→ PASSAGE EXTRAIT:
################

L’élève dépasse le maître
Armando Guebuza entend conserver et développer l’héritage de son prédécesseur. Joaquim Chissano est parvenu à relever le pays, terrassé par une guerre civile de seize ans (1976-1992), qui a opposé le Frelimo et le mouvement de Afonso Dhlakama. Une guerre qui a causé un million de morts et ruiné l’économie nationale. La BBC annonce que pour relever les défis qui attendent le pays, et notamment faire reculer la pauvreté et la maladie, Armando Guebuza a fait appel à l’opposition. Tout en n’oubliant pas de glisser quelques critiques cinglantes à l’égard de la Renamo. Selon des propos rapportés par l’Agence France Presse (AFP), il a souligné que « certains ont détruit, ils ont détruit et après ils viennent se plaindre du chômage au Mozambique. Ce sont eux qui l’ont créé ».

################

→ DONNÉES EXTRAITES:
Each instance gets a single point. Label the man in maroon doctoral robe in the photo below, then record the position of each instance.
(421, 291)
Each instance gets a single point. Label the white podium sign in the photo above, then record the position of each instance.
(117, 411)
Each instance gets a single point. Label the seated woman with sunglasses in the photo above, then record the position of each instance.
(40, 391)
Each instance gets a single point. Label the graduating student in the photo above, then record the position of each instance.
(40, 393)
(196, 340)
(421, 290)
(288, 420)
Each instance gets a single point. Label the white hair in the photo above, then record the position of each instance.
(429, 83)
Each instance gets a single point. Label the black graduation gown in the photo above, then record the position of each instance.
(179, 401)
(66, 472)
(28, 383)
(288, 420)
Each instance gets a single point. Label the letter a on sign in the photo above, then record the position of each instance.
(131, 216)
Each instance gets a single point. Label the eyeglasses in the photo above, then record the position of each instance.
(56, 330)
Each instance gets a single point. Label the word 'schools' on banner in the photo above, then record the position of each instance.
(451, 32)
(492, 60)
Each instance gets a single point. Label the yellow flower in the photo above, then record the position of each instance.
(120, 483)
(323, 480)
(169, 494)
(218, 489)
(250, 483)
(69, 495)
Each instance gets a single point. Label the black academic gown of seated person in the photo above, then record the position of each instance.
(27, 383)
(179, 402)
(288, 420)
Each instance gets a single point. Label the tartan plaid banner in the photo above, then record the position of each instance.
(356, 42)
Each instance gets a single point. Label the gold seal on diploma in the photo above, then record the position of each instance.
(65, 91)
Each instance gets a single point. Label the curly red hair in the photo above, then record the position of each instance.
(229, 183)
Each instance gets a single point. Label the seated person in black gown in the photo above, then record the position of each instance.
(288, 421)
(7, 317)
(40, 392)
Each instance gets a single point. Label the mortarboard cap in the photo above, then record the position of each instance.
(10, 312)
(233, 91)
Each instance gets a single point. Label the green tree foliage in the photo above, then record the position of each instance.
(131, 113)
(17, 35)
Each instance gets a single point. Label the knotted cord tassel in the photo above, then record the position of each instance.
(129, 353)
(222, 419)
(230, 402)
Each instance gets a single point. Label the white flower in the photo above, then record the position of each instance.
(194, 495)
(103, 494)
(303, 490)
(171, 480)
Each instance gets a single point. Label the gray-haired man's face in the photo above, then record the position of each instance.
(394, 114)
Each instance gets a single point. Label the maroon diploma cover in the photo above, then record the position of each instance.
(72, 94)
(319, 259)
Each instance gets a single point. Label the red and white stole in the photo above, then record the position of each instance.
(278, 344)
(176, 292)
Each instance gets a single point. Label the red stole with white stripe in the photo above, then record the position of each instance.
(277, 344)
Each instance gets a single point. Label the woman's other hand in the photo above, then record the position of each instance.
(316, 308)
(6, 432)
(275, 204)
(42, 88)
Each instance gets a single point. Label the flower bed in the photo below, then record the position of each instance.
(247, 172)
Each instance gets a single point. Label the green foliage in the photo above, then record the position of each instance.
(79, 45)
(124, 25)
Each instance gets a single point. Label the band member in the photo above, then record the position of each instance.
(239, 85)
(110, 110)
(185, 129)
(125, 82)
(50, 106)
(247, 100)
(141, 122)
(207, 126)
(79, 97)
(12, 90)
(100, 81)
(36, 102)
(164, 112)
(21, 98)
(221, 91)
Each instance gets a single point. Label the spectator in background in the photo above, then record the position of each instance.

################

→ TRAVAIL DEMANDÉ:
1 – Répondez aux questions suivantes d'après l'extrait sur Armando Guebuza :
(a) Combien d'années a duré la guerre civile, et de quelle année à quelle année ?
(b) Combien de morts cette guerre a-t-elle causés ?
(c) Selon la BBC, à qui Armando Guebuza a-t-il fait appel ?
2 – Donnez la suite de l'extrait sur Armando Guebuza.

→ RÉPONSES PAR CONSIGNE:
1 –
(a) Seize ans, de 1976 à 1992.
(b) Un million de morts.
(c) À l'opposition.

2 –
La demie-main tendue a peu de chances d’être acceptée par le Renamo et la vingtaine de petits partis, qui estiment que les élections ont été l’objet de « fraudes massives ». Des « fraudes massives » commises, selon la Renamo, par le Frelimo, mais aussi par la CNE. « Nous ne reconnaissons pas les résultats de ces élections (…). La fraude a été confirmée par les observateurs internationaux », a affirmé à la radio nationale Fernando Mazanga, porte-parole de la Renamo, qui estime que « la démocratie est en danger ». Et il est vrai que l’attitude de la CNE reste pour le moins trouble. « La commission électorale (…) a été en conflit ouvert avec les observateurs, leur refusant d’avoir accès au dépouillement et aux équipes électorales. Elle a même contesté les appels du Président Chissano au compromis. L’ancien Président américain Jimmy Carter, dont l’organisation est basée à Atlanta, en Georgie, a dénoncé l’obstruction de la Commission électorale et noté diverses irrégularités », rapporte Africa Confidential, dans son édition française de 20 décembre 2004.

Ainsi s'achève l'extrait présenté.